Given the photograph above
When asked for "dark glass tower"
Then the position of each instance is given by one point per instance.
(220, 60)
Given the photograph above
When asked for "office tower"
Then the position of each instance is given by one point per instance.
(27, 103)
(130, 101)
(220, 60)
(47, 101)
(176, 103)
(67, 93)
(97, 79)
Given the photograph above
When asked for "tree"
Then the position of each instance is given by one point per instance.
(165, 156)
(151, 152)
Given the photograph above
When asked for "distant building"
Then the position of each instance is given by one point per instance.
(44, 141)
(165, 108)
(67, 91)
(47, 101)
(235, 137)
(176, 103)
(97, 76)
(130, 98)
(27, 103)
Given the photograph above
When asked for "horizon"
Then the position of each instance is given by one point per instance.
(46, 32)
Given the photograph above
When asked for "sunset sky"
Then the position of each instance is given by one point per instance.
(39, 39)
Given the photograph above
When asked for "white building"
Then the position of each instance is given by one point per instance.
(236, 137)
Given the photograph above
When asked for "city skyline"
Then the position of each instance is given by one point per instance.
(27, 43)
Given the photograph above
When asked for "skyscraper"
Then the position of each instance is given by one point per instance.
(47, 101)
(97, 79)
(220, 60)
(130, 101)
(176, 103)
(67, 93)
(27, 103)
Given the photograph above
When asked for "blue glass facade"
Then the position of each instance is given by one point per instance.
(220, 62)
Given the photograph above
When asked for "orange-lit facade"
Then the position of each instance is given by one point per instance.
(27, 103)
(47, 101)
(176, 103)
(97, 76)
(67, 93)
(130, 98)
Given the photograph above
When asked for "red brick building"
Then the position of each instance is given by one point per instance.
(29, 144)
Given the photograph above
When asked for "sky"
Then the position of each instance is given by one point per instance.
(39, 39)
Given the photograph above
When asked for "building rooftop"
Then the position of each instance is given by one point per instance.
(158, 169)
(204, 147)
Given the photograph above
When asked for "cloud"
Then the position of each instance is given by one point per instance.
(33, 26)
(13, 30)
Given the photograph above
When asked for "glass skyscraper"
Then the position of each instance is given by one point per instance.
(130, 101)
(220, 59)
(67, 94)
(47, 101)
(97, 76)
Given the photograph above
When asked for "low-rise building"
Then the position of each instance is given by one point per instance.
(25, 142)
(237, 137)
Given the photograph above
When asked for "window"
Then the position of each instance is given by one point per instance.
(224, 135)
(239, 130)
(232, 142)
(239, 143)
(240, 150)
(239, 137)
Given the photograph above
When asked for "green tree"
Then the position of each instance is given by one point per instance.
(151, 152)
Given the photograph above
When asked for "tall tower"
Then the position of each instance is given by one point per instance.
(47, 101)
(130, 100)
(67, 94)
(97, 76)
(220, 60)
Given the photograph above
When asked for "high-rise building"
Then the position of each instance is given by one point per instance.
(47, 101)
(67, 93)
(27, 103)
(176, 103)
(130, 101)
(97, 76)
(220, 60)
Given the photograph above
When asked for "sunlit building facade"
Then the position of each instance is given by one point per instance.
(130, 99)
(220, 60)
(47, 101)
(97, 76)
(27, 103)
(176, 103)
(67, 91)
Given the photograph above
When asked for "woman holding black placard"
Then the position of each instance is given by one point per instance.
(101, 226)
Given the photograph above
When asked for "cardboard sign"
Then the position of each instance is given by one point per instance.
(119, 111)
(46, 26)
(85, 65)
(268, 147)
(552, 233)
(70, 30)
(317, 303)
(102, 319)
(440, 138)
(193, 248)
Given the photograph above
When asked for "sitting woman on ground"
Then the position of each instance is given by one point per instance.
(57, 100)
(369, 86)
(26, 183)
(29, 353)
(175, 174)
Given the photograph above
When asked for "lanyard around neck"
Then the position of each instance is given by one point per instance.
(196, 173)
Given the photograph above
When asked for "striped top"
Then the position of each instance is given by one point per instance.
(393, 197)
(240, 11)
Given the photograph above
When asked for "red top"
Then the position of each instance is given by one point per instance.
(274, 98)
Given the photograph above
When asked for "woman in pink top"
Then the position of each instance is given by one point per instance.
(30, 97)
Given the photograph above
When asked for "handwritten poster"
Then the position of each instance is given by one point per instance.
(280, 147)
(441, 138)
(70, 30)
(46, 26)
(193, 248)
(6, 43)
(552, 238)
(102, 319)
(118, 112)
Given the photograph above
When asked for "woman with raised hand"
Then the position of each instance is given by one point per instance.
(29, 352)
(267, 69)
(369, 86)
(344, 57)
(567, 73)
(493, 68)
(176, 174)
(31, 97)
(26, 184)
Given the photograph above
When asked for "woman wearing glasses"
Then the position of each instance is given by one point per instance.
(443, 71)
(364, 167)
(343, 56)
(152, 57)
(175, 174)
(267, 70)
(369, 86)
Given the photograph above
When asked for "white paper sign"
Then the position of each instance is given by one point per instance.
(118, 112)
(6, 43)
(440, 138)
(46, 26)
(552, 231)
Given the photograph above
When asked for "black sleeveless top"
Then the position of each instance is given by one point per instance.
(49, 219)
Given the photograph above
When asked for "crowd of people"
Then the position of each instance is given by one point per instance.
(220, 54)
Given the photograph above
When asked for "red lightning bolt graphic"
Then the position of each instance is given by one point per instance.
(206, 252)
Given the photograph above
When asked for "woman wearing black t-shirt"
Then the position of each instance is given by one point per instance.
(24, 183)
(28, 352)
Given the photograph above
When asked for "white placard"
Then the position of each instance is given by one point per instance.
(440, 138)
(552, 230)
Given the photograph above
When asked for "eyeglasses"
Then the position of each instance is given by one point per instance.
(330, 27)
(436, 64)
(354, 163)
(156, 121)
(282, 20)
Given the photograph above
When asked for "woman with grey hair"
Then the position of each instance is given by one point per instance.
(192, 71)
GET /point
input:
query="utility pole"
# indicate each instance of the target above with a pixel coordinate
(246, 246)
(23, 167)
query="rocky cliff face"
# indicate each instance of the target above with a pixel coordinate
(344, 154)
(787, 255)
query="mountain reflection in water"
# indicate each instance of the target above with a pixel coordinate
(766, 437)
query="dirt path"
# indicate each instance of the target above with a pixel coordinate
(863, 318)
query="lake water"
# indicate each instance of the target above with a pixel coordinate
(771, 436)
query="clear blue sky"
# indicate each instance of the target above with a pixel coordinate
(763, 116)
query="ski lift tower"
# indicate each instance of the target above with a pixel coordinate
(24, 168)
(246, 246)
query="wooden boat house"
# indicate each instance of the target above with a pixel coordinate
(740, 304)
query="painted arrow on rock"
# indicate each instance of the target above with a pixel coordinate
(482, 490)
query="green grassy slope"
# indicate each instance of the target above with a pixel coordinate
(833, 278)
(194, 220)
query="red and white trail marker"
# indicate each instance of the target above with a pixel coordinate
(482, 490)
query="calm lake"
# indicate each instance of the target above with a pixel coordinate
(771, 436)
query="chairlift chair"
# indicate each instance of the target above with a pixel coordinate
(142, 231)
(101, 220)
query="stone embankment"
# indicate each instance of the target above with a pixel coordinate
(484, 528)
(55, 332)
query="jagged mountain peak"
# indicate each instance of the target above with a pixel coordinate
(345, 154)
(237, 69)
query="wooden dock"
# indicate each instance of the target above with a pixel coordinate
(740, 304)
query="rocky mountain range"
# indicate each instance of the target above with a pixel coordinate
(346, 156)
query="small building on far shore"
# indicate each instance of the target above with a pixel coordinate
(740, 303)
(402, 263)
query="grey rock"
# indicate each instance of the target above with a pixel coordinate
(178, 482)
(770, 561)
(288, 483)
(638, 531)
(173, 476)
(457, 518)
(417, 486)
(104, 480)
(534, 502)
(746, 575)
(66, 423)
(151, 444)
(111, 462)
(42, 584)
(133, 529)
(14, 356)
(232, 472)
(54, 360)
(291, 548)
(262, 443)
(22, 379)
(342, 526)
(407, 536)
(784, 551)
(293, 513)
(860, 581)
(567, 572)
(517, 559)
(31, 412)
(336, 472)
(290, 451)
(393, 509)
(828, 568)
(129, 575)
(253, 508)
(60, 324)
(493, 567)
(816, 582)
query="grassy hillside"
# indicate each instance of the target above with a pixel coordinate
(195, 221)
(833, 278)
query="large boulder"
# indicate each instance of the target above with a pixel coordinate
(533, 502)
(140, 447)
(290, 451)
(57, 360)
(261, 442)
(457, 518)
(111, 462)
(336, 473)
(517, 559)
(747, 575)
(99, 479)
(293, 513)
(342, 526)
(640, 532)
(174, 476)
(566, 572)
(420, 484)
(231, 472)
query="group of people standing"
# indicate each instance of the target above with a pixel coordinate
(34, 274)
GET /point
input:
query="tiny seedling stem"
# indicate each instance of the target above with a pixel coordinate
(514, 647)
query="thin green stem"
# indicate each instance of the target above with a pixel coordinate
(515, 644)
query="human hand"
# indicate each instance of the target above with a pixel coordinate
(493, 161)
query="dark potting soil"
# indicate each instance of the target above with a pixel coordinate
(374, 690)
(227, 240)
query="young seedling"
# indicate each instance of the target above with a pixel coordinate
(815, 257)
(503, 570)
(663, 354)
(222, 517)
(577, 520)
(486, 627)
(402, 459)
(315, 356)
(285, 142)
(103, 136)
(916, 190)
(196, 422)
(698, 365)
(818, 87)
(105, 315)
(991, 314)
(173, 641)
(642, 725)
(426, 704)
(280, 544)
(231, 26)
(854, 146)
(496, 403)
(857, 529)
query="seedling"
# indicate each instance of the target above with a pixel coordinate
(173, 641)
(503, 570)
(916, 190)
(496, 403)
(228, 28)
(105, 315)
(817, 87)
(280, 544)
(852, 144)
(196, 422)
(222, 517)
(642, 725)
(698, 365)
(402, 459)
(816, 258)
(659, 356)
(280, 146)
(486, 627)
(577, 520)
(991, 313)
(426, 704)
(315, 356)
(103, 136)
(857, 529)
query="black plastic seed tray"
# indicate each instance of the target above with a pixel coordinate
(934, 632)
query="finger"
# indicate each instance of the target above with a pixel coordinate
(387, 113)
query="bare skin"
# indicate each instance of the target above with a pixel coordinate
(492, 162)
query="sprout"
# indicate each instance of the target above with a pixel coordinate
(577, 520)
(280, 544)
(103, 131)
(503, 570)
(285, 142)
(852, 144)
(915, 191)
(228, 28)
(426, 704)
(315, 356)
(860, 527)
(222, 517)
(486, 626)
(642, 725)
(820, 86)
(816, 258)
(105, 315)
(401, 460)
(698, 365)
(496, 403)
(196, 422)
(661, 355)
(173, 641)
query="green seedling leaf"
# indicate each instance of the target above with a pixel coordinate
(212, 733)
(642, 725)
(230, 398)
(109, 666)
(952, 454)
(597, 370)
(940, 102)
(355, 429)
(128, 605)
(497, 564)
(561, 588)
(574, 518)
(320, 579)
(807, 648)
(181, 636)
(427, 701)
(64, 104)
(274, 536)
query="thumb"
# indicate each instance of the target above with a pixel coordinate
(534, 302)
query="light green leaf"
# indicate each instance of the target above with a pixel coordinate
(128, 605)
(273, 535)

▶ **The problem**
In the listing above, find each line containing "building" and copy it.

▶ **Exercise answer**
When asked for "distant building"
When asked for "white building"
When asked for "red brick building"
When asked for "building rooftop"
When asked for "low-rise building"
When asked for "high-rise building"
When asked for "sunlit building facade"
query="small building on far shore"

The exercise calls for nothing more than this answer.